Information:
────────────────────────────────────────
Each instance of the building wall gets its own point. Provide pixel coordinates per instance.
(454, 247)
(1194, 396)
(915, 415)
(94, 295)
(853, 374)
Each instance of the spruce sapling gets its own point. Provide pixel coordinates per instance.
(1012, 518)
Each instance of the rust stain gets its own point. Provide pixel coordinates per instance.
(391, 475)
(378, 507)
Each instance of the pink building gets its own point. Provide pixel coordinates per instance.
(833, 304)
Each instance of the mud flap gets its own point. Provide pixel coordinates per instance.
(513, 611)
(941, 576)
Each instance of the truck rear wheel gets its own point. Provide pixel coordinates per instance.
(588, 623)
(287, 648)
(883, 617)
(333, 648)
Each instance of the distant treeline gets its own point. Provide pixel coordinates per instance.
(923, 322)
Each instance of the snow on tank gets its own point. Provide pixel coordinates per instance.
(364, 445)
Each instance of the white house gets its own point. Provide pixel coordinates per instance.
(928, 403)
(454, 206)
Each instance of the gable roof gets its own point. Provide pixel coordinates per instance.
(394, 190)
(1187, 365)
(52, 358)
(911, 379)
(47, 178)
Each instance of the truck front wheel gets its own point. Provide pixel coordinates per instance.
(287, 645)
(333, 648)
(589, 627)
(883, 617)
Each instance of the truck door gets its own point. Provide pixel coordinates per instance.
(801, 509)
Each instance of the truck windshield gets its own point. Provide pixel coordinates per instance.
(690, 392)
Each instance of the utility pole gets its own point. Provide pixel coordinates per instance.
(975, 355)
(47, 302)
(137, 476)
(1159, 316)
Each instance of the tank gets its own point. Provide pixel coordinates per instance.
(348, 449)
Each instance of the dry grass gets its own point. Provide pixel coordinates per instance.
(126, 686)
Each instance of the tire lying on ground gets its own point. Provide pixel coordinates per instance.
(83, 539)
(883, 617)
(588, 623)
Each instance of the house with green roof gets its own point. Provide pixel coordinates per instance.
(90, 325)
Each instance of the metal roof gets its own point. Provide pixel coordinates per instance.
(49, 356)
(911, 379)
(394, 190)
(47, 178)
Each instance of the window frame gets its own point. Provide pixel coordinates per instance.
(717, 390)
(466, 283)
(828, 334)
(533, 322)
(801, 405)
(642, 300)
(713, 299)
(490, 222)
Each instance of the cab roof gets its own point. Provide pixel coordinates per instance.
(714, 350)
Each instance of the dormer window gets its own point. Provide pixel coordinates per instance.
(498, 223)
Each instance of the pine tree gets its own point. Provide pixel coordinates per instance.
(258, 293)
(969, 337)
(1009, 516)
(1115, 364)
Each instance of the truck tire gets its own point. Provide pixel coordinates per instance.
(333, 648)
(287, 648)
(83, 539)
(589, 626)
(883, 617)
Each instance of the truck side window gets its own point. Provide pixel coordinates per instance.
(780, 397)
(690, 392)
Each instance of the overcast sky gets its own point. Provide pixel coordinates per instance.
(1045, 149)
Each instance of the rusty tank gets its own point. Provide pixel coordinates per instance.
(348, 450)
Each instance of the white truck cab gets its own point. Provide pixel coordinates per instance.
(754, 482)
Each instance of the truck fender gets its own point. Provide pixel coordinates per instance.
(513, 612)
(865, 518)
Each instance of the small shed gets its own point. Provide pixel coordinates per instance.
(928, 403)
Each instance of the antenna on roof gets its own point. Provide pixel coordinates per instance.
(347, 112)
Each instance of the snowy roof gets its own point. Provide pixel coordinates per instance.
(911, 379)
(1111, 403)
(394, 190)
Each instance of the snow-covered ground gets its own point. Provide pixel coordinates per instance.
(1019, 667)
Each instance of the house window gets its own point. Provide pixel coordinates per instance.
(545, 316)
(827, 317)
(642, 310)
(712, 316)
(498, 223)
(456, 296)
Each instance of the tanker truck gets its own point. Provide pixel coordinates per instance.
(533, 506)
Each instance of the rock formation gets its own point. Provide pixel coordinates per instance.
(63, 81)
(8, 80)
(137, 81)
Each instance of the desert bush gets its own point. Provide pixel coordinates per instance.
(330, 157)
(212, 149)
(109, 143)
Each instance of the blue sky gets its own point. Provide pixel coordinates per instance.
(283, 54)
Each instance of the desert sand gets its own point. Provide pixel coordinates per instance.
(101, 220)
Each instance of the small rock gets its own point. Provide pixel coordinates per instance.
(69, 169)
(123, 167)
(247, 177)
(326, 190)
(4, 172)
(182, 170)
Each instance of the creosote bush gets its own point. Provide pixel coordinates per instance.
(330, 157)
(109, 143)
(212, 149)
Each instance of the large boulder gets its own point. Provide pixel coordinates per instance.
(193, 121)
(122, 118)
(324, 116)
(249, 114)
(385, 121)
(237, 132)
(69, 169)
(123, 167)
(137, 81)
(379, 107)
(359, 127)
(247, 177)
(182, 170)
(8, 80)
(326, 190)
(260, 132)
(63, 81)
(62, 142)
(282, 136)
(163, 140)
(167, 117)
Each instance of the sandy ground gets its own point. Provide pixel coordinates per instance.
────────────────────────────────────────
Exercise prompt: All the entries should be written out again precisely.

Problem solution:
Each instance of the building wall gets its own point. Provide pixel coordinates per instance.
(454, 247)
(1194, 396)
(915, 415)
(94, 295)
(853, 374)
Each instance of the spruce sapling gets its own point. Provide pixel coordinates per instance.
(1012, 518)
Each instance of the rust stain gets its own point. Provide pixel coordinates per instance.
(391, 475)
(378, 507)
Each instance of the pink building gets its own point. Provide pixel coordinates per instance.
(833, 304)
Each instance of the mud flap gets its own point. Provide pixel coordinates per instance.
(513, 611)
(941, 576)
Each instance of the truck rear wheel gets its own point. Provide pixel coordinates per instance.
(588, 623)
(287, 648)
(883, 617)
(333, 648)
Each instance of the distant treeline gets its own point. Provide pixel coordinates per instance.
(923, 322)
Each instance of the snow on tank gets its own point. Provide pixel coordinates per instance.
(364, 445)
Each instance of the white house gets its own point. Provide pixel coordinates per instance.
(928, 403)
(454, 206)
Each instance of the gable roof gets its own point. Provide pixel coordinates per instance.
(394, 190)
(1187, 365)
(52, 358)
(911, 379)
(47, 178)
Each instance of the truck front wheel gets its own point. Provide pixel coordinates per instance.
(287, 645)
(333, 648)
(589, 627)
(883, 617)
Each instance of the truck door gets its own point. Provide pixel coordinates per instance.
(801, 509)
Each instance of the truck windshield gets its own point. Provide pixel coordinates per instance.
(690, 392)
Each instance of the utility pole gets its own point. Provide pixel coordinates per instance.
(975, 355)
(47, 302)
(137, 476)
(1159, 316)
Each instance of the tank gets its own point. Provide pixel coordinates per instance.
(348, 449)
Each instance of the dry grass gets its own point. Provide pixel coordinates per instance.
(126, 686)
Each instance of the tire lying on ground gets its own point. Provide pixel coordinates per instance.
(83, 539)
(883, 617)
(588, 623)
Each instance of the house with green roof gets its own point. Provide pixel coordinates per instance.
(90, 325)
Each instance of the metal roof gets its own point. Provide pixel coordinates per instance.
(49, 356)
(911, 379)
(394, 190)
(47, 178)
Each instance of the window frame gets its own point. Provide pixel coordinates per instance.
(717, 390)
(466, 283)
(828, 334)
(533, 322)
(801, 405)
(642, 300)
(713, 299)
(490, 222)
Each instance of the cab roof gets its own point. Provide pixel coordinates per instance.
(714, 350)
Each instance of the dormer window gets its own point. Provide pixel coordinates per instance.
(498, 223)
Each instance of the pine tree gets its own point. Provide pixel coordinates per instance.
(258, 293)
(969, 337)
(1009, 516)
(1115, 364)
Each instance of the truck tire gets its own point. Provide pixel coordinates per instance.
(333, 648)
(287, 648)
(83, 539)
(589, 626)
(883, 617)
Each instance of the truck side window gets its own point. Provide pixel coordinates per instance.
(780, 397)
(690, 392)
Each instance of the overcast sky gets its own point. Provide pixel coordinates per instance.
(1045, 149)
Each instance of the rusty tank gets its own point. Provide pixel coordinates per instance.
(348, 450)
Each instance of the white truck cab gets its own point. Provide pixel coordinates per instance.
(754, 482)
Each instance of the truck fender gets its own point. Provide pixel coordinates per instance.
(513, 612)
(865, 518)
Each instance of the small shed gets its own point. Provide pixel coordinates per instance.
(928, 403)
Each instance of the antenna on roof gets its own point. Provide pixel coordinates per instance.
(347, 112)
Each instance of the snowy roof gets its own point. Provide pixel coordinates per instance.
(911, 379)
(1111, 403)
(394, 190)
Each instance of the snow-covered ground gets its own point. Provide pixel coordinates per instance.
(1019, 667)
Each instance of the house window gets its own point. Provide pixel coordinates per instance.
(545, 316)
(827, 317)
(642, 310)
(712, 316)
(498, 223)
(456, 296)
Each instance of the tanker truck gets its own point. Provide pixel coordinates per instance.
(533, 506)
Each instance of the rock formation gets its own point. Provide pixel coordinates per instance.
(63, 81)
(8, 80)
(137, 81)
Each instance of the desert bush gets its own point. Provide pixel coordinates per instance.
(330, 157)
(212, 149)
(109, 143)
Each instance of the blue sky gets its own point. Provide pixel coordinates per instance.
(283, 54)
Each instance of the desert sand gets its own point. Provide pixel coordinates per instance.
(101, 220)
Each instance of the small rock gets its own point. Provide pixel coordinates per instance.
(69, 169)
(123, 167)
(247, 177)
(326, 190)
(4, 172)
(182, 170)
Each instance of the creosote bush gets its own point. Provide pixel coordinates per instance.
(330, 157)
(109, 143)
(212, 149)
Each instance of the large boulder gets its own point. Provide pixel coordinates per instance.
(193, 121)
(122, 118)
(324, 116)
(249, 114)
(385, 121)
(237, 132)
(69, 169)
(123, 167)
(137, 81)
(379, 107)
(359, 127)
(247, 177)
(182, 170)
(8, 80)
(326, 190)
(260, 132)
(63, 81)
(62, 142)
(282, 136)
(163, 140)
(167, 117)
Each instance of the sandy ground gets its own point. Provide pixel coordinates per instance.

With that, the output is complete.